• [Set problem] Show each line in the records below that contains the string "white", treating case as significant.
* BEGIN Entries *
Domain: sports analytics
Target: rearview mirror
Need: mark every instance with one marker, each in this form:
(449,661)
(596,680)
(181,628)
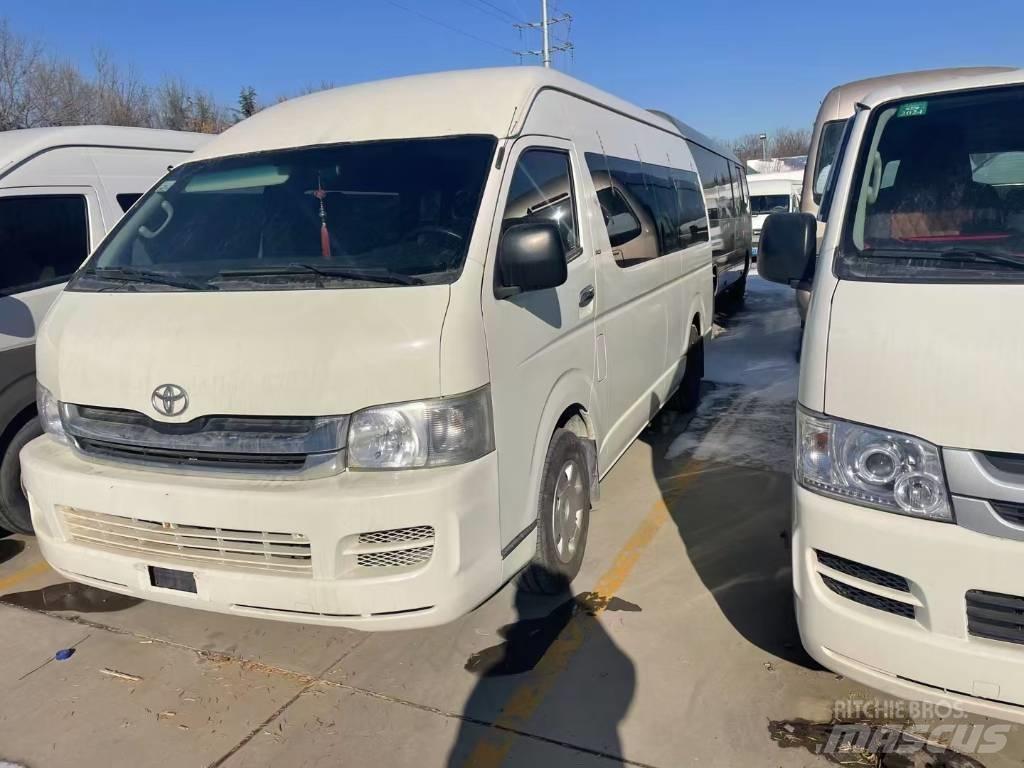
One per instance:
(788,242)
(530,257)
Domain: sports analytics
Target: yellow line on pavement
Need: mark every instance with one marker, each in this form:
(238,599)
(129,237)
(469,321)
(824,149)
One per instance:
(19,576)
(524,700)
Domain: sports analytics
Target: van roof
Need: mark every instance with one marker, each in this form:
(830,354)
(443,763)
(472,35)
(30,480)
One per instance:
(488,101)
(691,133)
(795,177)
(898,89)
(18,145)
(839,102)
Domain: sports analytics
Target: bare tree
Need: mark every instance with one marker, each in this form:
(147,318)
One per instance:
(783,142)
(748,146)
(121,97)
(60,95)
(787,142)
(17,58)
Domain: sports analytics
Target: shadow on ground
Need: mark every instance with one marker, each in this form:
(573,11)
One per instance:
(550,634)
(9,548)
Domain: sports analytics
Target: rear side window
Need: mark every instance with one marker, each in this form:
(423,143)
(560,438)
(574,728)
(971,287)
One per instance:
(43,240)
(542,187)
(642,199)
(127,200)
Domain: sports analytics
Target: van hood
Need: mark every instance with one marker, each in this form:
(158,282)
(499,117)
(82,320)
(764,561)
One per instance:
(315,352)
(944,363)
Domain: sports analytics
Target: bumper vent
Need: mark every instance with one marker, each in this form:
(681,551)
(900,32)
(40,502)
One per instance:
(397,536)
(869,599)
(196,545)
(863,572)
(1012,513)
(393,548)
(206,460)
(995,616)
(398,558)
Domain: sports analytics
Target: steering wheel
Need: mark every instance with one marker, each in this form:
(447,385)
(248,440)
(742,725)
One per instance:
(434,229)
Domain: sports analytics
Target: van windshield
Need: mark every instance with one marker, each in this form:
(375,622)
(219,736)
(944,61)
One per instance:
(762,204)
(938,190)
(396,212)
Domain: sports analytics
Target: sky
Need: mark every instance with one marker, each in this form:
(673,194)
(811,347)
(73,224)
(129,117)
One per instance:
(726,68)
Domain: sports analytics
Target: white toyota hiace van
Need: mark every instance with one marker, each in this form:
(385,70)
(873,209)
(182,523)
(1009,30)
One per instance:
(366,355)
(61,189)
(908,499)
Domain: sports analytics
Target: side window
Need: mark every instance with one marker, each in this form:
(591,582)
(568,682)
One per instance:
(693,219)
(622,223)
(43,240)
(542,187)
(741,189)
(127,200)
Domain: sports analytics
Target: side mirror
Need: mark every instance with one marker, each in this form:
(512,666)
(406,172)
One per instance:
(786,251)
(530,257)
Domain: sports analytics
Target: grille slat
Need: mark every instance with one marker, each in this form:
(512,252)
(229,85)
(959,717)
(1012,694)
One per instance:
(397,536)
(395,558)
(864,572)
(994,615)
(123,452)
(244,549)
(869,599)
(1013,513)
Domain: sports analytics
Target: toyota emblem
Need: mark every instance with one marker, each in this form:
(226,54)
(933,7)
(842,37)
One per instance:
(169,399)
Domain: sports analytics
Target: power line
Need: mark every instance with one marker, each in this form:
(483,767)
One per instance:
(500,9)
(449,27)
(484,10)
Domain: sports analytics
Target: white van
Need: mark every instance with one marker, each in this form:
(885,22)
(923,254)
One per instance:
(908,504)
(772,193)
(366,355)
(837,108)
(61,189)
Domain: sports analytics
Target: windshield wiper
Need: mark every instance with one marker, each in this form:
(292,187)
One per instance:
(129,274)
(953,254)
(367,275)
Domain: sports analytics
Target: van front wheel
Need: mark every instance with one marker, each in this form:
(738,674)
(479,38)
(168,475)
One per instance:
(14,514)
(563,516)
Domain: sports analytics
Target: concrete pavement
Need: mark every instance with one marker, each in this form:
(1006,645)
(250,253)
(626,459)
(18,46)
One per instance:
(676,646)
* END Entries *
* BEGIN Entries *
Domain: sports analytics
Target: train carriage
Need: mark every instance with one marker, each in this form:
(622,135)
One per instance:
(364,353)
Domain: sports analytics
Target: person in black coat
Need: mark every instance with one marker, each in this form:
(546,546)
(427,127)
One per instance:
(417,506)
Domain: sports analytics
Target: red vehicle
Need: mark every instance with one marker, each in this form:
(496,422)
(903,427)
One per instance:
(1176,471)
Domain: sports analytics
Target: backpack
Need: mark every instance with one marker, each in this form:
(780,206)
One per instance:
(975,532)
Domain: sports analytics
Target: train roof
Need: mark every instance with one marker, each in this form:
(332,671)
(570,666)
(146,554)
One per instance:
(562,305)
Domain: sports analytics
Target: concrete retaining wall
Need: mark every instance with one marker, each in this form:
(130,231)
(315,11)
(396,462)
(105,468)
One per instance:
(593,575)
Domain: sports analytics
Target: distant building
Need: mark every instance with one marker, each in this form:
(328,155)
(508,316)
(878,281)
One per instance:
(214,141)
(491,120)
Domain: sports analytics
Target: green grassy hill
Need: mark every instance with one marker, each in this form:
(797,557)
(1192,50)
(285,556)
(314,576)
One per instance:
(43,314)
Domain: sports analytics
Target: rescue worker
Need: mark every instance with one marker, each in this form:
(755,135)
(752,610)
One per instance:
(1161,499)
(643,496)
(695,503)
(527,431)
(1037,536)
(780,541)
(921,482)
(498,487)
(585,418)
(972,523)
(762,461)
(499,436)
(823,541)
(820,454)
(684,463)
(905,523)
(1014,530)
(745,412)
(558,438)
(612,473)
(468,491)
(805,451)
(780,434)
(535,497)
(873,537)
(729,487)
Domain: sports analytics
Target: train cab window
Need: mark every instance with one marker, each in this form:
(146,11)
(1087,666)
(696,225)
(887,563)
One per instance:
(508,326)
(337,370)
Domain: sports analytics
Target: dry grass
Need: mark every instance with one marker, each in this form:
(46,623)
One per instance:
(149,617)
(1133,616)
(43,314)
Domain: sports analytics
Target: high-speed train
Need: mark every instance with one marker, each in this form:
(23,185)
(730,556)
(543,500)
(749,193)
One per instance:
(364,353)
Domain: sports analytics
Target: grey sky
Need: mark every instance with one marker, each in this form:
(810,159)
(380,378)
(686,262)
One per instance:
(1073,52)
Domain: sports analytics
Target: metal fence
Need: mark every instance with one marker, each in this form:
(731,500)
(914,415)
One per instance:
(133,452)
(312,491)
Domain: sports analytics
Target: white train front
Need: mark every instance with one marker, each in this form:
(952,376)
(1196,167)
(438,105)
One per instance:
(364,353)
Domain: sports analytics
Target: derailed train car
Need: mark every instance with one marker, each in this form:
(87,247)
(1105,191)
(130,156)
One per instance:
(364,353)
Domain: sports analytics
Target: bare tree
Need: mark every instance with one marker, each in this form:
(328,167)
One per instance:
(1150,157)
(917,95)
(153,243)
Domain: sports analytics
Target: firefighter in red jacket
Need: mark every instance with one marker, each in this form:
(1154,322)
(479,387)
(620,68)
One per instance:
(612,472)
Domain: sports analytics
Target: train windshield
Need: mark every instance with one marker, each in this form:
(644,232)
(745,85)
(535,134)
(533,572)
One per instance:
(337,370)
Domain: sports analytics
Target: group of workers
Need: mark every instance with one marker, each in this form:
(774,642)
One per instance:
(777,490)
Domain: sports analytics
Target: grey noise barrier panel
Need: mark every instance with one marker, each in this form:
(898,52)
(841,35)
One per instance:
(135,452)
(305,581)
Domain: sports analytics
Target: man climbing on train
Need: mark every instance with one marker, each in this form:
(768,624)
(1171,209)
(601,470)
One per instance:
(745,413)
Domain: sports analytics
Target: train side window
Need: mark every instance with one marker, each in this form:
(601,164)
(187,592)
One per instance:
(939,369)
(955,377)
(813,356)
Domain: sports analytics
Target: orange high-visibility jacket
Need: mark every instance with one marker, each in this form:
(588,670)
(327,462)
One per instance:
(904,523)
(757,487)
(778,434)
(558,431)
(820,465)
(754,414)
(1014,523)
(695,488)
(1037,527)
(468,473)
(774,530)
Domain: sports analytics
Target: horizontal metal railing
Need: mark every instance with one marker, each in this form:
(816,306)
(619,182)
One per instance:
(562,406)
* END Entries *
• [Answer for the task]
Target: white toyota hiace van
Target: white van
Target: white train front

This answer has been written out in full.